Task brief: Copy out the material starting at the line that contains "of the garden" and ending at the end of the material, requests included. Scale every point coordinate in the answers by 0.3 and round to whole numbers (halves go up), leaving the numbers in the requests and their sample formats unchanged.

################

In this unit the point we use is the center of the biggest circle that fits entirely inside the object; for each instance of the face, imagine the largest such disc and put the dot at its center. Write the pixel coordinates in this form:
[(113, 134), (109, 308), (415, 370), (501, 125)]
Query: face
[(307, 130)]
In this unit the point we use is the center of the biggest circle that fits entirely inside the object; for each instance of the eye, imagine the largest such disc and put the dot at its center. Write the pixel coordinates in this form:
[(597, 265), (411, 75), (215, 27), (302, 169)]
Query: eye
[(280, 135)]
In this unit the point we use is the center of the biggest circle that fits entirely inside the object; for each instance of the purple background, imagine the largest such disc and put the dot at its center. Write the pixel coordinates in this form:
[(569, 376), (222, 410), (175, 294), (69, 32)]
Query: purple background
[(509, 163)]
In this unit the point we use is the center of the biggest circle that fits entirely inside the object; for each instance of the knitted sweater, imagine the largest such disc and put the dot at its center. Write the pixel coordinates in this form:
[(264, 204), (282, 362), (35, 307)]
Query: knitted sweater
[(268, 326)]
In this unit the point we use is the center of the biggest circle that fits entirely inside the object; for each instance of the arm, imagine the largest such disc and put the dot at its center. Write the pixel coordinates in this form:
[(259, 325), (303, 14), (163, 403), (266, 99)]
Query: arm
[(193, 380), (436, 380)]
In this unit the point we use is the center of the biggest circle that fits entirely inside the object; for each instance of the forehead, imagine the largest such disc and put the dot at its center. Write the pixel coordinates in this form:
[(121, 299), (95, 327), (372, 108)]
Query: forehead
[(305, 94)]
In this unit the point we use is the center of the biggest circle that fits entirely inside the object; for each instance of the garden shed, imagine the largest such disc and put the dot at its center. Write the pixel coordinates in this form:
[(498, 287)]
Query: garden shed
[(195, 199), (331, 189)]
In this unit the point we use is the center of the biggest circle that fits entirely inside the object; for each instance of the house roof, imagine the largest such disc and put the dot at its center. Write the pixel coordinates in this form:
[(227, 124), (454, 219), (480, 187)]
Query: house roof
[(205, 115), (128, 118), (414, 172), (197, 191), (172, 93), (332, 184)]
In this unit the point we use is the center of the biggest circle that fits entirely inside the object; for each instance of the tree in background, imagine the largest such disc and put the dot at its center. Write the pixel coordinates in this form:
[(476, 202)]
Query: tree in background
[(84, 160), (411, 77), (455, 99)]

################

Final answer:
In this unit the point we use is the center of the biggest circle that fits entirely inside the object; for each instance of the garden shed, imagine the largest such disc and put the dot at its center. Write the pixel coordinates in this form:
[(498, 287)]
Query: garden shed
[(59, 60), (99, 57)]
In this unit the point we use is the center of the biggest circle that fits entirely inside the object; for each instance of the house roof, imagine the largest such disc and put the dot at its center. Write the pixel coordinates in this form:
[(227, 124), (454, 219), (480, 187)]
Query: house roof
[(62, 35), (38, 35), (124, 52), (59, 57), (52, 28), (100, 55)]
In this unit the point we use is the center of the biggest circle that fits entirely inside the object; for each instance of the tree in background, imagine the largest such disc and put the dot at its center. Write the pixel coordinates in this form:
[(476, 202)]
Query: tree in background
[(25, 48), (123, 23), (137, 30)]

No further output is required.